__LISTA DE TAREAS__:
[1] Contesta estas preguntas sobre el texto de Itai:
(a) ¿De qué poblado vecino eran los trabajadores palestinos que desaparecieron de la ciudad de Itai?
(b) ¿En qué unidad eligió Itai hacer el servicio militar?
(c) ¿En qué curso está una de las chicas que lo rodeaban?
[2] Resume en dos oraciones el texto de Itai.
[3] Copia del texto de Itai el fragmento que va desde "Algunos de los" hasta "él, le respetan.".

__TEXTO DE PARTIDA__:
☆ ☆ ☆ ☆ ☆ ☆ ☆

En los primeros años de vida de Itai, la paz con los palestinos y con el mundo árabe parecía factible, a la vuelta de la esquina; pero cuando entró en el colegio ya los suicidas de Hamas atentaban en los autobuses y los centros comerciales de todo el país. Itai vio cómo de repente los trabajadores palestinos de nacionalidad israelí del poblado vecino de Kfar Kassem desaparecían de su ciudad, convirtiéndose la carretera en una frontera invisible entre los dos pueblos.
Ayer a las siete de la mañana, Itai llegó al centro de reclutamiento para empezar un servicio militar obligatorio de tres años. Eligió hacerlo en la unidad de tanques, sorprendiendo a toda su familia. “Tengo más los pies en la tierra”, explicaba a sus amigos que se acercaron el sábado a su casa en Rosh Haain, un barrio residencial de nivel medio-alto al norte de Tel Aviv, para despedirle. Durante la velada, él tocó la guitarra como un maestro y les decía que no se preocuparan; “ya os daré la lata cuando venga el fin de semana”, bromeaba.
Algunos de los que le rodeaban volvían de dos semanas de guerra en Gaza. Uno tenía heridas en la cara y en la mano, y todos ofrecían el aspecto de alguien mucho mayor que cualquier joven occidental de su edad. Una chica está en el curso de pilotos de combate. Otro joven, Amir, sopesa negarse a servir en Gaza o Cisjordania; sus amigos, aunque no están de acuerdo con él, le respetan.

☆ ☆ ☆ ☆ ☆ ☆ ☆

__EXTRACTOS DE DATOS__:
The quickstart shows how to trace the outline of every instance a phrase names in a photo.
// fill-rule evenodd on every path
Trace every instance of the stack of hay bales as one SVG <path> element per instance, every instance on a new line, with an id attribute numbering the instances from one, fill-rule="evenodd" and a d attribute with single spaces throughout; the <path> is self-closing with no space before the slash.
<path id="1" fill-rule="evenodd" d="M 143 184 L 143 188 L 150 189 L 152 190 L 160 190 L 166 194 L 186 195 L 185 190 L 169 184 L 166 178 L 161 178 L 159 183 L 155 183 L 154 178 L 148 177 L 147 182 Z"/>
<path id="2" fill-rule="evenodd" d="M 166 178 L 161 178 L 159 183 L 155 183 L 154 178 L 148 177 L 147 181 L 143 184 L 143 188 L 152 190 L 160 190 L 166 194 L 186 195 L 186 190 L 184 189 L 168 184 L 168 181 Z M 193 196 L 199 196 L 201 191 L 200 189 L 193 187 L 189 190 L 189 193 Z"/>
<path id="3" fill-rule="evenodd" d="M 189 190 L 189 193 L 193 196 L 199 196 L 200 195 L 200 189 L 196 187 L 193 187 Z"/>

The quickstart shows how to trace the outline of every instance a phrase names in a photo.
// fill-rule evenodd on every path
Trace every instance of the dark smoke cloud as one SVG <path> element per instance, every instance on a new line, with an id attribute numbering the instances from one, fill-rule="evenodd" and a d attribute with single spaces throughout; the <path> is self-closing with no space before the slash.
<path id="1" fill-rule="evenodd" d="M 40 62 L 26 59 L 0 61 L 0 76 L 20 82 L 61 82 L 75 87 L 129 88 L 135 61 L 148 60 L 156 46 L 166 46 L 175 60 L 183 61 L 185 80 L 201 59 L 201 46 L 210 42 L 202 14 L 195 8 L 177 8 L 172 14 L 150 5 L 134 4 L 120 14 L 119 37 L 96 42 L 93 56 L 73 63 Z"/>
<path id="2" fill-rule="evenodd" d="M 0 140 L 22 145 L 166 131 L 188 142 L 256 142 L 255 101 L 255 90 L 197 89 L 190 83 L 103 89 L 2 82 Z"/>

☆ ☆ ☆ ☆ ☆ ☆ ☆

__RESPUESTAS POR TAREA__:
[1]
(a) De Kfar Kassem.
(b) En la unidad de tanques.
(c) En el curso de pilotos de combate.

[2] Itai creció viendo cómo la paz con los palestinos, que parecía cercana, dio paso a los atentados de Hamas y a una frontera invisible con el poblado vecino de Kfar Kassem. Ayer empezó un servicio militar obligatorio de tres años en la unidad de tanques, después de despedirse de sus amigos en Rosh Haain, algunos de los cuales volvían de dos semanas de guerra en Gaza.

[3]
Algunos de los que le rodeaban volvían de dos semanas de guerra en Gaza. Uno tenía heridas en la cara y en la mano, y todos ofrecían el aspecto de alguien mucho mayor que cualquier joven occidental de su edad. Una chica está en el curso de pilotos de combate. Otro joven, Amir, sopesa negarse a servir en Gaza o Cisjordania; sus amigos, aunque no están de acuerdo con él, le respetan.